** TEXT PROVIDED **
○ ○ ○
How should leaders respond?

Let's start, perhaps, with how they should not--but how they typically do--respond. By digging in their heels.

Well, to be fair, we can be a bit more nuanced than that. Many organizations confronted with turbulence decide, perhaps not unreasonably on the surface, to dig down and do what they've always done best, only do it better.

So the world is changing a lot, you see the changes coming. You've got the data, McKinsey or somebody else helps you to get your arms around what's happening. And instead of changing what you're doing, you just step on the gas, spin the wheels harder, and hope to get out of the rut. Usually you end up digging yourself deeper.

This is what Don memorably calls "active inertia."

Another response is to try to focus especially hard on the telescope in order to predict the future, in the belief that if you just "squint hard enough" you'll be able to accurately anticipate the future.
○ ○ ○
** Dataset rows on where objects appear **

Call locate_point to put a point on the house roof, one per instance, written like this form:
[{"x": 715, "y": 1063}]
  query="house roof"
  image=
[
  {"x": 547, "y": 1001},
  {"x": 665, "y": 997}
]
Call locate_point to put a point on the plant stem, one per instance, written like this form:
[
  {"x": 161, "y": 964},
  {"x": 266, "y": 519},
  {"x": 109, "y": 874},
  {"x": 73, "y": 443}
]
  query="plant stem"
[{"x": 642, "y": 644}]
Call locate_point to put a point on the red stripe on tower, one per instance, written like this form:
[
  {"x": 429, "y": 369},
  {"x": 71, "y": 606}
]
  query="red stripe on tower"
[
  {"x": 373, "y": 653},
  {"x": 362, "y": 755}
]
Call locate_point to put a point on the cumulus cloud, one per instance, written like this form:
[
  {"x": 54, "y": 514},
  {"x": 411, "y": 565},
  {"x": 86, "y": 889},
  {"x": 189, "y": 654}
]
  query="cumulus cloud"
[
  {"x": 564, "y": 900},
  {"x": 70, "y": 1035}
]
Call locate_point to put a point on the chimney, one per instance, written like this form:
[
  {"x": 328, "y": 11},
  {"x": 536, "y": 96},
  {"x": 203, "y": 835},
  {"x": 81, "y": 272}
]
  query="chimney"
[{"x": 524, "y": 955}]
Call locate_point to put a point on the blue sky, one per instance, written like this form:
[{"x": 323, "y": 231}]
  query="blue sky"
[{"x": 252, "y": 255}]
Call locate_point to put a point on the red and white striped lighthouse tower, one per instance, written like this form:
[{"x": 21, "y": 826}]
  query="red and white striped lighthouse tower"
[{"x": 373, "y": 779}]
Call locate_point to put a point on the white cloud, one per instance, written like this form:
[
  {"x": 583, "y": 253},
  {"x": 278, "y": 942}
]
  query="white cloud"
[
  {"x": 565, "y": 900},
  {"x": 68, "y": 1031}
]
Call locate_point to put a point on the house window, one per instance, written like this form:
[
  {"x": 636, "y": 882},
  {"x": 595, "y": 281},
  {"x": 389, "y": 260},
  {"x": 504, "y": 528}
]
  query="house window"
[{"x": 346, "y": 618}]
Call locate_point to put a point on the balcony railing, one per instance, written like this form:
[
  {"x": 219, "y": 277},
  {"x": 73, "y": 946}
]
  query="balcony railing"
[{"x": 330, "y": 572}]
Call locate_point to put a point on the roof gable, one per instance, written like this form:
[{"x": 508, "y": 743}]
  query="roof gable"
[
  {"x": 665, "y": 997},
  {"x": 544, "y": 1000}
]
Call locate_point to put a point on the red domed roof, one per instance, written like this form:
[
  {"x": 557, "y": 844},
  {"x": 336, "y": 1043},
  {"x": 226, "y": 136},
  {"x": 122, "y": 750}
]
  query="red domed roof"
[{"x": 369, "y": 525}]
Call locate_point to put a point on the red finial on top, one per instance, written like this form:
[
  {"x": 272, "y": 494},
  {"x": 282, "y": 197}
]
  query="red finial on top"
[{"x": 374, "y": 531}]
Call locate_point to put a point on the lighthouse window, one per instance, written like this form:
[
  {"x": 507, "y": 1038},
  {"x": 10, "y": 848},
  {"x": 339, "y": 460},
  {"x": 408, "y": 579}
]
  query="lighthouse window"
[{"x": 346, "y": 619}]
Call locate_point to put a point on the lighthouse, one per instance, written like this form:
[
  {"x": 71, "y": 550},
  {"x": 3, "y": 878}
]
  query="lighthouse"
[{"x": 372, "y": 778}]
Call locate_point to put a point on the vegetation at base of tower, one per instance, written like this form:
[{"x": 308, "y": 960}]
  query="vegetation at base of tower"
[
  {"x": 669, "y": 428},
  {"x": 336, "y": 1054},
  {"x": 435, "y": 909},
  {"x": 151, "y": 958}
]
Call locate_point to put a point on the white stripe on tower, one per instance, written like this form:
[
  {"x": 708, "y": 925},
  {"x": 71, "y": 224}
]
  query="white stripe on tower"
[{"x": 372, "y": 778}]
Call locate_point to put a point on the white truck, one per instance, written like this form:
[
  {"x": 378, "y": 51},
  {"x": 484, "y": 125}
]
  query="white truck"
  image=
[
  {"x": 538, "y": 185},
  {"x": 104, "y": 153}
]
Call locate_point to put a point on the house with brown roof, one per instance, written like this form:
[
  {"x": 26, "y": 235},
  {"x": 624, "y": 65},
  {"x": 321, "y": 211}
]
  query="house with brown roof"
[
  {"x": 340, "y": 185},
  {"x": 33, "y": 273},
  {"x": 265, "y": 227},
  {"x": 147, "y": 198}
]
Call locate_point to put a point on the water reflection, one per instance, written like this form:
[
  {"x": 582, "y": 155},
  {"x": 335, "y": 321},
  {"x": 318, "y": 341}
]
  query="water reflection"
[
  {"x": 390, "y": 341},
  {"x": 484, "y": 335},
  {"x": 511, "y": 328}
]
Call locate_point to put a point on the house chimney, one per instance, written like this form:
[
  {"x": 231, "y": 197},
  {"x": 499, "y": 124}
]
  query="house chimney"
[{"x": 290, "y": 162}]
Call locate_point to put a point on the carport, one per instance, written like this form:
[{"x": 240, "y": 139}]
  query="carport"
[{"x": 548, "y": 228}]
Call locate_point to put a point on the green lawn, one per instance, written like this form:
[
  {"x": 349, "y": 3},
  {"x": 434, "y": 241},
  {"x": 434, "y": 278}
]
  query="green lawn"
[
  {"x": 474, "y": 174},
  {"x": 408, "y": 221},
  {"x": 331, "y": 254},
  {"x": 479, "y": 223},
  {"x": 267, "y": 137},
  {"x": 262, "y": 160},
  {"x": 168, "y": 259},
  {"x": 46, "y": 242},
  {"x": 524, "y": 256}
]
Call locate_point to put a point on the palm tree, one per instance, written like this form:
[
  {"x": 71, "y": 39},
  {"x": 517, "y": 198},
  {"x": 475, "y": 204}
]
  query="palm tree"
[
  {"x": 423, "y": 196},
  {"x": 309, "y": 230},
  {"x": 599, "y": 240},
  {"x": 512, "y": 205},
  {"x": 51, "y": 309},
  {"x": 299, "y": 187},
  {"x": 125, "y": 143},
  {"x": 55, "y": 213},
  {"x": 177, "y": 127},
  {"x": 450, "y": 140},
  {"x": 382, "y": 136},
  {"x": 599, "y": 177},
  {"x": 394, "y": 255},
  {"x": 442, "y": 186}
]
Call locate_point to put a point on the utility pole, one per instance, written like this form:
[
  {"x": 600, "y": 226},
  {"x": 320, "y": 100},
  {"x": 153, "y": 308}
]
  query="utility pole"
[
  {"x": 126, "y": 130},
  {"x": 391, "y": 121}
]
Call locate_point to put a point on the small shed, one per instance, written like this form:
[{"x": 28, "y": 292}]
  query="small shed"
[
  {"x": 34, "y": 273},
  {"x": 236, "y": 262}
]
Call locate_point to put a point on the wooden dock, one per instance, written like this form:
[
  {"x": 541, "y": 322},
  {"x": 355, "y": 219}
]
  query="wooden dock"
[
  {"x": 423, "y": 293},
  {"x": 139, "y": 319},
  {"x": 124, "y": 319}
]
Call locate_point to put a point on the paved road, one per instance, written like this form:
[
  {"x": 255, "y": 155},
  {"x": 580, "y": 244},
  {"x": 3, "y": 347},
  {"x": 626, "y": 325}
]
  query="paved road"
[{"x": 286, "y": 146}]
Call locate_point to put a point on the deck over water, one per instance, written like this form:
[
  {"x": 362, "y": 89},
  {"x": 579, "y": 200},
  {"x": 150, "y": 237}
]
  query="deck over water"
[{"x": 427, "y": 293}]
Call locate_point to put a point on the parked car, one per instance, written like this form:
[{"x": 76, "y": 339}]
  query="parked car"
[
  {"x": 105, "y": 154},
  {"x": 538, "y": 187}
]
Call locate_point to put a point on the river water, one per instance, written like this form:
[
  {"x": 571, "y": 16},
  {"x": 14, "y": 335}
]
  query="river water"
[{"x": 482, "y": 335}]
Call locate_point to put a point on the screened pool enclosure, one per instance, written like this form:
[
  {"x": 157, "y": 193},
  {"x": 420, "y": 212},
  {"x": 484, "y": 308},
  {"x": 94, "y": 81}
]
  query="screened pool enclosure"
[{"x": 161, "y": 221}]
○ ○ ○
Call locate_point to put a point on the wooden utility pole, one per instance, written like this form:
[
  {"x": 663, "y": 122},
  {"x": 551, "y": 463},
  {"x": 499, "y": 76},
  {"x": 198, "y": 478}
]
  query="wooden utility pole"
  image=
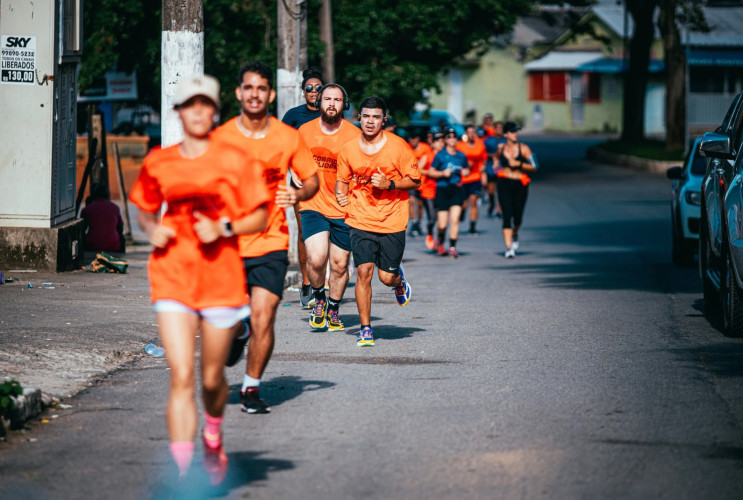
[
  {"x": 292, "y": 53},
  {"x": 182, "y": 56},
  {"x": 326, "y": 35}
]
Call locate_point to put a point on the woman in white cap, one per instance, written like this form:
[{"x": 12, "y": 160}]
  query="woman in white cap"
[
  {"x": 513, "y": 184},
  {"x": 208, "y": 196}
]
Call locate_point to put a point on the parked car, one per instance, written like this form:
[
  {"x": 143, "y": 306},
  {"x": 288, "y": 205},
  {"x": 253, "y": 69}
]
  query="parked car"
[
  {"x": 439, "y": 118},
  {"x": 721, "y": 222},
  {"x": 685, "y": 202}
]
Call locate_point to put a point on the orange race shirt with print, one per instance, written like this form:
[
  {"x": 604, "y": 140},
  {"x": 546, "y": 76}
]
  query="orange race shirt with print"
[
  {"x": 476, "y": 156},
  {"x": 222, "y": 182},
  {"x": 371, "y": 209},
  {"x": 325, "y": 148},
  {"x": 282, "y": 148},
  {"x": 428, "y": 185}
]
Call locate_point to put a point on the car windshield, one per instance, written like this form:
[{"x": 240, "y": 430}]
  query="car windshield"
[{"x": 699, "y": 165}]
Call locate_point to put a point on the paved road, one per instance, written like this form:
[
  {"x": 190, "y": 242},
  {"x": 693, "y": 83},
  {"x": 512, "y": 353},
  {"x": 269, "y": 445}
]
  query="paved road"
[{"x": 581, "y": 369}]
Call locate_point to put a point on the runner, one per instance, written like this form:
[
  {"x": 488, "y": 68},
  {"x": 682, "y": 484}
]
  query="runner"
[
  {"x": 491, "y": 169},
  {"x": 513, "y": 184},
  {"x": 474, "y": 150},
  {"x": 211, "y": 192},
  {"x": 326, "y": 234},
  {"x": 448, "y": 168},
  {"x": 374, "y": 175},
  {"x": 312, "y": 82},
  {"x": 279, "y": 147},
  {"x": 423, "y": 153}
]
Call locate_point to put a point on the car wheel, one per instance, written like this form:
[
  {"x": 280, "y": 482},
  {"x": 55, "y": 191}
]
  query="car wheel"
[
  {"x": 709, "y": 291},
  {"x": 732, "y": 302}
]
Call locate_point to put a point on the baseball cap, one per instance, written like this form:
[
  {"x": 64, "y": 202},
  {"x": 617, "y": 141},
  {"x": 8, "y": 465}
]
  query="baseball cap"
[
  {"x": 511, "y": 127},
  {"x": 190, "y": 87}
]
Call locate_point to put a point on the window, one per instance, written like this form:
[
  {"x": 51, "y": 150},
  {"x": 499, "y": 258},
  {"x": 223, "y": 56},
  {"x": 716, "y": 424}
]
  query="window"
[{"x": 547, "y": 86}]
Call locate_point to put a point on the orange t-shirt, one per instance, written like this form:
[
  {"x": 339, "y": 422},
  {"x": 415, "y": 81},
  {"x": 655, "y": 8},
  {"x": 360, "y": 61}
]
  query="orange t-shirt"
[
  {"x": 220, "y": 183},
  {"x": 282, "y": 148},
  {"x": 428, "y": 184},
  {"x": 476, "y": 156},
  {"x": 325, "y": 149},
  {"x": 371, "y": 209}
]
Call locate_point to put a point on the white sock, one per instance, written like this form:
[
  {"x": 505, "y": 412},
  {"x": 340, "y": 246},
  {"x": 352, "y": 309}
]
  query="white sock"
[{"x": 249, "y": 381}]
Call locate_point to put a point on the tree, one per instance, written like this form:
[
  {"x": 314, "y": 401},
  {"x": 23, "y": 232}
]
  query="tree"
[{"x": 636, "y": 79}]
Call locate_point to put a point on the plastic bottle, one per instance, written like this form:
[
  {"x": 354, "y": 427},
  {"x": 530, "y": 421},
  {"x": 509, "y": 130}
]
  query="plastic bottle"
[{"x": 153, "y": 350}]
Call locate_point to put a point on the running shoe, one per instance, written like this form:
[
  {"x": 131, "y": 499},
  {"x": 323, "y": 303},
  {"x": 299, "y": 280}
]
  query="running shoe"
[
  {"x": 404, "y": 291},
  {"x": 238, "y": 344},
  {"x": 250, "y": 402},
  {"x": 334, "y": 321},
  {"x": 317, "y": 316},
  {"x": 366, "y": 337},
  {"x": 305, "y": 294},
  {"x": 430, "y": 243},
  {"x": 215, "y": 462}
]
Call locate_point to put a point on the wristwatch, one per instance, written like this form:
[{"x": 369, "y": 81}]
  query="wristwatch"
○ ○ ○
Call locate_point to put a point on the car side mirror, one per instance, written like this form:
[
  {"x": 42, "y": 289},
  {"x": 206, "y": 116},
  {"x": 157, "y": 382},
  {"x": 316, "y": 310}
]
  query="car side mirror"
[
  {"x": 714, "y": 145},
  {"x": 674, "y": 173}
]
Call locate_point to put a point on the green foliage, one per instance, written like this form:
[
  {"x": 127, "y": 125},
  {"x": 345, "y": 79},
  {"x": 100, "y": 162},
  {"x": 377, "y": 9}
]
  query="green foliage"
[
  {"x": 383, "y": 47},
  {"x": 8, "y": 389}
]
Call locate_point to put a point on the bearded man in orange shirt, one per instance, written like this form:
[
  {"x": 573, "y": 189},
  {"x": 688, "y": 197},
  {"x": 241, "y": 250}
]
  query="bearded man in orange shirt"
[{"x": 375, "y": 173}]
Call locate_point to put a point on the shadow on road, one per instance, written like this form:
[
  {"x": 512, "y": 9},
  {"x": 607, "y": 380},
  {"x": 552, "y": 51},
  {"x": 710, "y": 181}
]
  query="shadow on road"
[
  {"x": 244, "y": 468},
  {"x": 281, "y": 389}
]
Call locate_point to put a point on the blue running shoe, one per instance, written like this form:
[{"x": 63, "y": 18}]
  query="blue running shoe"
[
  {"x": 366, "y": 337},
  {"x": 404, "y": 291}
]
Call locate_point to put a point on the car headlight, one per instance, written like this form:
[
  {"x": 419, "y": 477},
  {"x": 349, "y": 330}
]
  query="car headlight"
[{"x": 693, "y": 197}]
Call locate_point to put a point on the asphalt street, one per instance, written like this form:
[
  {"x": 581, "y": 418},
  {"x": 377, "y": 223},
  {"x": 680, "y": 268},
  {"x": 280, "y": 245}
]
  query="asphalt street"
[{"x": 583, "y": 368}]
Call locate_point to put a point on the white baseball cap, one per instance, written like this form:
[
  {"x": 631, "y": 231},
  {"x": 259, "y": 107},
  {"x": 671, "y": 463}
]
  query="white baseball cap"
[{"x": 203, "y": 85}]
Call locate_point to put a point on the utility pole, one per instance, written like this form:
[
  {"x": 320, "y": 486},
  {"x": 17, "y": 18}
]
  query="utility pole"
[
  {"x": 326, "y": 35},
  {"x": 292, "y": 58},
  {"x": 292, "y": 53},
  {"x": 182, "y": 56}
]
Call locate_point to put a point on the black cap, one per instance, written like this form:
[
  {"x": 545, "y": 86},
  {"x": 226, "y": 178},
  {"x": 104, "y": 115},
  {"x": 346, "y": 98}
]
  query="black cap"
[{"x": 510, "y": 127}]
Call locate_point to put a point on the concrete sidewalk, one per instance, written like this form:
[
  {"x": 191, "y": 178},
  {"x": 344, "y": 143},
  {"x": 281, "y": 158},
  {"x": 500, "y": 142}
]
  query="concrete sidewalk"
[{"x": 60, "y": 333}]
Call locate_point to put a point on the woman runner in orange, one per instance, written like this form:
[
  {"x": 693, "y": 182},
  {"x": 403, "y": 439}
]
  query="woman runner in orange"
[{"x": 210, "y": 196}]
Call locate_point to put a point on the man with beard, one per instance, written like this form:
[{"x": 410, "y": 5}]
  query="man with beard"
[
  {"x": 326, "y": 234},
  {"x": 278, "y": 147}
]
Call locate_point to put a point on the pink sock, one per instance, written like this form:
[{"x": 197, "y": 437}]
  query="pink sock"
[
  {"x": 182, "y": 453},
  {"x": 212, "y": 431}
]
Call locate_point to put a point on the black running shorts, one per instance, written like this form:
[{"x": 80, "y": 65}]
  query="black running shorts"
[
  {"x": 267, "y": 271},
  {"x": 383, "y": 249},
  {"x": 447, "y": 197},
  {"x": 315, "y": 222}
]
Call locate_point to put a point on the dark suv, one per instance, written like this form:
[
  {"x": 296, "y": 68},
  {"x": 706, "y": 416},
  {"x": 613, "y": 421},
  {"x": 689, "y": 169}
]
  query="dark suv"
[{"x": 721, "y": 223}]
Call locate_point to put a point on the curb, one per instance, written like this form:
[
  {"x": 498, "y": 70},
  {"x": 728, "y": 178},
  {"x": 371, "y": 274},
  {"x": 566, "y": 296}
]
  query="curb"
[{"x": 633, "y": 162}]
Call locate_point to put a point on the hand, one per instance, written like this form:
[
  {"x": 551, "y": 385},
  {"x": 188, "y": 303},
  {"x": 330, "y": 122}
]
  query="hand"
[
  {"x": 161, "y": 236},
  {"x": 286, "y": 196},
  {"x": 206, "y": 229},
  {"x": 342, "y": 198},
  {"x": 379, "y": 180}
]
○ ○ ○
** SHORT TASK **
In the text on how leaders respond to change, which three things does the passage say you do "instead of changing what you're doing"? List them.

** OUTPUT FOR THIS TASK **
- Step on the gas
- Spin the wheels harder
- Hope to get out of the rut